╭─ Extrait choisi

Depuis 25 ans, ArtHUG fait une place à l’art et à la culture au sein de l’hôpital. Une multitude d’événements, d’expositions et d’activités culturelles est organisée pour apporter chaleur et humanité dans les lieux de soins et apaiser l’expérience des personnes qui les traversent. L’art est aussi un merveilleux outil auquel les équipes soignantes recourent pour améliorer la santé et le vécu des patients et patientes.

Le dialogue entre les arts et les soins a toujours existé. Aux HUG, cette sensibilité à l’égard du monde artistique et culturel est le fruit d’une longue tradition qui a commencé par les dons d’œuvres d’art à l’institution. Considérant qu’un hôpital universitaire a des devoirs de sciences et d’humanité, la Direction générale a décidé d’officialiser la promotion de l’art et de la culture au sein de l’hôpital en créant un service dédié, qui fête cette année son 25e anniversaire. ArtHUG, c’est désormais son nom, a pour mission de maintenir une présence de la culture et de l’art à l’hôpital, explique Michèle Lechevalier, sa responsable : «Nous organisons des interventions artistiques sur tous les sites, aussi bien pour les patientes et les patients que pour les collaborateurs et collaboratrices. L’hôpital est souvent perçu comme anxiogène et nous souhaitons, par notre travail, apporter un supplément d’âme pour que les personnes se sentent mieux prises en charge.»

╰─

= Consignes =
1. Résumez l'extrait sur ArtHUG en deux phrases.
2. Reproduisez fidèlement le passage de l'extrait sur ArtHUG allant de « Depuis 25 ans, ArtHUG » à « patients et patientes. ».
3. Reprenez la rédaction de l'extrait sur ArtHUG à la suite de sa dernière phrase.
Les items ci-après constituent un matériau indépendant de l'extrait sur ArtHUG.

╭─ Informations extraites

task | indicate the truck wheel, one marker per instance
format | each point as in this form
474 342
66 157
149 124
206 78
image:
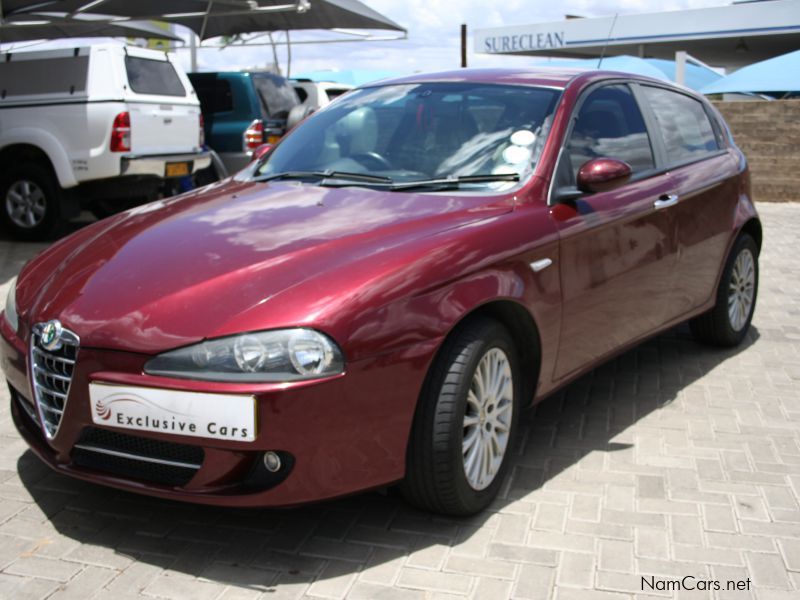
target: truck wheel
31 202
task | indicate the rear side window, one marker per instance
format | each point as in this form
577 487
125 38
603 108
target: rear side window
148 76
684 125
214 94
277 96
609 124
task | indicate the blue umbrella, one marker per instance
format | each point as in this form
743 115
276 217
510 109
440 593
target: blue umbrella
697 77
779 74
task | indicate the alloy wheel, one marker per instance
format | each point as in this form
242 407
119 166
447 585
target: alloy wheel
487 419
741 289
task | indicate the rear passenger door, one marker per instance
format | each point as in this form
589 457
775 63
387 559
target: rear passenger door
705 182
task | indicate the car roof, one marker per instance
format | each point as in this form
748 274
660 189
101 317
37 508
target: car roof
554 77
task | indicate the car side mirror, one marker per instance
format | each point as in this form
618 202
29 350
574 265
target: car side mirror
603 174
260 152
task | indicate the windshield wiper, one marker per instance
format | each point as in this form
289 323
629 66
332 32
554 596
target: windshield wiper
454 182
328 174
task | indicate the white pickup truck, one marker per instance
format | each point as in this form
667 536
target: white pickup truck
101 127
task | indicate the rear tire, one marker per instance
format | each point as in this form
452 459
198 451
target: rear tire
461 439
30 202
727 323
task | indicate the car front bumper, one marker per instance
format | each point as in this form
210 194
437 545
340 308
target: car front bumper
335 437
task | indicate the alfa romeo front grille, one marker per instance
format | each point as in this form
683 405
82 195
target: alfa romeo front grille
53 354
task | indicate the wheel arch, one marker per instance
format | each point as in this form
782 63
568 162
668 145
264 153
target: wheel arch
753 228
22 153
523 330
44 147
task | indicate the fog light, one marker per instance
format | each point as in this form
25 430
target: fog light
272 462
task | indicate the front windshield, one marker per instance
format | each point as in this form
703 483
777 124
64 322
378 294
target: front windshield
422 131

╰─
╭─ Informations extraites

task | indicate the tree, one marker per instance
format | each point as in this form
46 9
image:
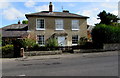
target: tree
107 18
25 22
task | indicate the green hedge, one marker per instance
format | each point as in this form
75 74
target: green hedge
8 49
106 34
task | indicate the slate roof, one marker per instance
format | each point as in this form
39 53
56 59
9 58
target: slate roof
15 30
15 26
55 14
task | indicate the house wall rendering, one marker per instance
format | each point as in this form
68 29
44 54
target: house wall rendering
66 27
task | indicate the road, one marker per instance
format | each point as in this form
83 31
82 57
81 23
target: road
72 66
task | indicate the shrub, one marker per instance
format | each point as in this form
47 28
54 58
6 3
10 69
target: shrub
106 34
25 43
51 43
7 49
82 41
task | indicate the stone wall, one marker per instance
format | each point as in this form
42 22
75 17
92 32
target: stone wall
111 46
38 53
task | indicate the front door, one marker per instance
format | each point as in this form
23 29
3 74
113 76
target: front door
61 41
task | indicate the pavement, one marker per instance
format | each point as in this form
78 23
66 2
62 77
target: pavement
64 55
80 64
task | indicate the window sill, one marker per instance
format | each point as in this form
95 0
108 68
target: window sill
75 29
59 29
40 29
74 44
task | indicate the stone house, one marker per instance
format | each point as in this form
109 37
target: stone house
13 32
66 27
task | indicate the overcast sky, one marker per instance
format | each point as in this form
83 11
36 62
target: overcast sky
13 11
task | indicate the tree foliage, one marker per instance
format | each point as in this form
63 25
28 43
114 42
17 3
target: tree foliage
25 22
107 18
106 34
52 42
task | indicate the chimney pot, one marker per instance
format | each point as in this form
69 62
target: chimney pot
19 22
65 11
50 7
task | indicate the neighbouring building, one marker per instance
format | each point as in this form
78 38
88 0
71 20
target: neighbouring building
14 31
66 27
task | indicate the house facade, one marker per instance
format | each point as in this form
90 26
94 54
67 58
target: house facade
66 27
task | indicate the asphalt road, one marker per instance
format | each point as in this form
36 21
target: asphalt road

╰─
╭─ Informations extraites

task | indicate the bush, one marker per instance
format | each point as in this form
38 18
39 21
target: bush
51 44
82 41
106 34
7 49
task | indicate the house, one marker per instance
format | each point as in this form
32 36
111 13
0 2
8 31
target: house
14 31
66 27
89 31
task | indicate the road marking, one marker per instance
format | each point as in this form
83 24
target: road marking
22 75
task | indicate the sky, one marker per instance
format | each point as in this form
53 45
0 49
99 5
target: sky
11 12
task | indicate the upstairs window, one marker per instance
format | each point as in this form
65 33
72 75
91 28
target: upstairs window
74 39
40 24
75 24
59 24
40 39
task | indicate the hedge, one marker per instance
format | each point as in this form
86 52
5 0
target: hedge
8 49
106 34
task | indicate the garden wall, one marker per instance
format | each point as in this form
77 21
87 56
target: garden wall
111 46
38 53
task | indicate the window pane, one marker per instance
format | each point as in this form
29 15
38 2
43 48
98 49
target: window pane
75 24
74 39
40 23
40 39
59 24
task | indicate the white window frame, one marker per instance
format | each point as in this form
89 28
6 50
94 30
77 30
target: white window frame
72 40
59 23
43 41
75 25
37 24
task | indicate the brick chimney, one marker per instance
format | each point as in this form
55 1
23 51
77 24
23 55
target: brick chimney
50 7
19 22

╰─

= Réponses par consigne =
1. Depuis 25 ans, ArtHUG, service dédié créé par la Direction générale des HUG, organise événements, expositions et activités culturelles pour apporter chaleur et humanité dans les lieux de soins. Selon sa responsable, Michèle Lechevalier, ces interventions artistiques, destinées aux patients comme aux collaborateurs, visent à apporter un supplément d'âme dans un hôpital souvent perçu comme anxiogène.

2.
Depuis 25 ans, ArtHUG fait une place à l’art et à la culture au sein de l’hôpital. Une multitude d’événements, d’expositions et d’activités culturelles est organisée pour apporter chaleur et humanité dans les lieux de soins et apaiser l’expérience des personnes qui les traversent. L’art est aussi un merveilleux outil auquel les équipes soignantes recourent pour améliorer la santé et le vécu des patients et patientes.

3.
Beauté extérieure, Sylvain Meyer & Jan Reymond, sculpture, 2018

Beauté extérieure, Sylvain Meyer & Jan Reymond, sculpture, 2018

L’Opéra des baleines, Thomas Perrodin, fresque, 2017

Alliances, Maëlle Cornut, peinture à l’encre, 2021

Alliances, Maëlle Cornut, peinture à l’encre, 2021

Concilier les missions

ArtHUG collabore étroitement avec les équipes soignantes pour concilier au mieux sa mission avec celle des soins : «Nous nous adaptons aux lieux, aux publics, aux pathologies, aux durées de séjour et bien sûr à la condition des personnes atteintes dans leur santé», souligne-t-elle. Très éclectique, la programmation se veut accessible et inclusive. Au fil du temps, de nombreux projets ont vu le jour, que ce soient des pauses musicales, des poèmes glissés sur les plateaux-repas, la projection de films et documentaires, l’exposition d’œuvres dans les espaces communs ou l’accueil de résidences d’artistes, par exemple. Par l’intermédiaire d’une œuvre ou d’un projet artistique, des thématiques de santé peuvent être présentées sous un jour nouveau.

ArtHUG collabore avec de nombreux acteurs de la scène culturelle genevoise, parmi lesquels la Haute école de musique (HEM), la Haute école d’art et de design (HEAD), les Concerts du cœur genevois, le Festival du film et forum international sur les droits humains (FIFDH), le Festival Animatou, le Printemps de la poésie, différents musées, etc. Une façon aussi de rapprocher l’institution et la cité.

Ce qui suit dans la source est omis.